*Selected text*
+--
Attach a cluster to this notebook now by clicking the dropdown near the top-left corner of this page. Select the cluster you created previously. This will clear the execution state of the notebook and connect the notebook to the selected cluster.

Note that the dropdown menu provides the option of starting or restarting the cluster as needed. You can also detach and re-attach to a cluster in a single movement. This is useful for clearing the execution state when needed.

<i18n value="68805a5e-3b2c-4f79-819f-273d4ca95137"/>



# Using %run

Complex projects of any type can benefit from the ability to break them down into simpler, reusable components.

In the context of Databricks notebooks, this facility is provided through the **`%run`** magic command.

When used this way, variables, functions and code blocks become part of the current programming context.
+--
Detection annotation records
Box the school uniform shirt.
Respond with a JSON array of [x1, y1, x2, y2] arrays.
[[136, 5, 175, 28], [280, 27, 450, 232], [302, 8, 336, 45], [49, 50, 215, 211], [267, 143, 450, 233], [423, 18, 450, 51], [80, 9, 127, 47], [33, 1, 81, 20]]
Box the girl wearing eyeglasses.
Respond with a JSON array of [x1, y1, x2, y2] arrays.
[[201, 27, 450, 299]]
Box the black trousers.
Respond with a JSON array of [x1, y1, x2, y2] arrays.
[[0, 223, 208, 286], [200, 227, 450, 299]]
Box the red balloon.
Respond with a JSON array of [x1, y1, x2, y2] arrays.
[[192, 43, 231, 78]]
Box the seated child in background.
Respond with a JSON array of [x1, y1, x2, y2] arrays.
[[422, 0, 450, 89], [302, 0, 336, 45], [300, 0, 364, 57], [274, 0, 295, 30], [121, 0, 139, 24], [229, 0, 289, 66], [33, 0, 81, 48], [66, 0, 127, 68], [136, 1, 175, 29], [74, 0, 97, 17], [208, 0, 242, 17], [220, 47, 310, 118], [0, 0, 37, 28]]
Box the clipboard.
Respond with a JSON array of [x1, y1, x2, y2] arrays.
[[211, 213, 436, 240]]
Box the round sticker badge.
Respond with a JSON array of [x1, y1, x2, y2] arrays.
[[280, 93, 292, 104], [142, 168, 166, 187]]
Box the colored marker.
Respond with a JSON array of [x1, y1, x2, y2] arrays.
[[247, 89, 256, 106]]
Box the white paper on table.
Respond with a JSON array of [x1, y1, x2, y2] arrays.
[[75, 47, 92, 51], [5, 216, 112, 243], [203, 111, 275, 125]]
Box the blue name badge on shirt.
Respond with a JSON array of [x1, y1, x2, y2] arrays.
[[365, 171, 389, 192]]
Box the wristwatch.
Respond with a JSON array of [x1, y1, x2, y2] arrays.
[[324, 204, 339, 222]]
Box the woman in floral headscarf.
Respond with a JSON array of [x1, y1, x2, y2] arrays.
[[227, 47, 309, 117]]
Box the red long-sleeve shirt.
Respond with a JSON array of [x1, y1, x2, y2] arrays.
+--
*Requirements*
Continue the Databricks notebook text above from its last sentence.

*Task result*
Consider this example:

**`Notebook_A`** has four commands:
  1. **`name = "John"`**
  2. **`print(f"Hello {name}")`**
  3. **`%run ./Notebook_B`**
  4. **`print(f"Welcome back {full_name}`**

**`Notebook_B`** has only one commands:
  1. **`full_name = f"{name} Doe"`**

If we run **`Notebook_B`** it will fail to execute because the variable **`name`** is not defined in **`Notebook_B`**

Likewise, one might think that **`Notebook_A`** would fail becase it uses the variable **`full_name`** which is likewise not defined in **`Notebook_A`**, but it doesn't!

What actually happens is that the two notebooks are merged together as we see below and **then** executed:
1. **`name = "John"`**
2. **`print(f"Hello {name}")`**
3. **`full_name = f"{name} Doe"`**
4. **`print(f"Welcome back {full_name}")`**

And thus providing the expected behavior:
* **`Hello John`**
* **`Welcome back John Doe`**

<i18n value="260e99b3-4126-41b7-8210-b6ff01b98790"/>



The folder that contains this notebook contains a subfolder named **`ExampleSetupFolder`**, which in turn contains a notebook called **`example-setup`**. 

This simple notebook declares the variable **`my_name`**, sets it to **`None`** and then creates a DataFrame called **`example_df`**.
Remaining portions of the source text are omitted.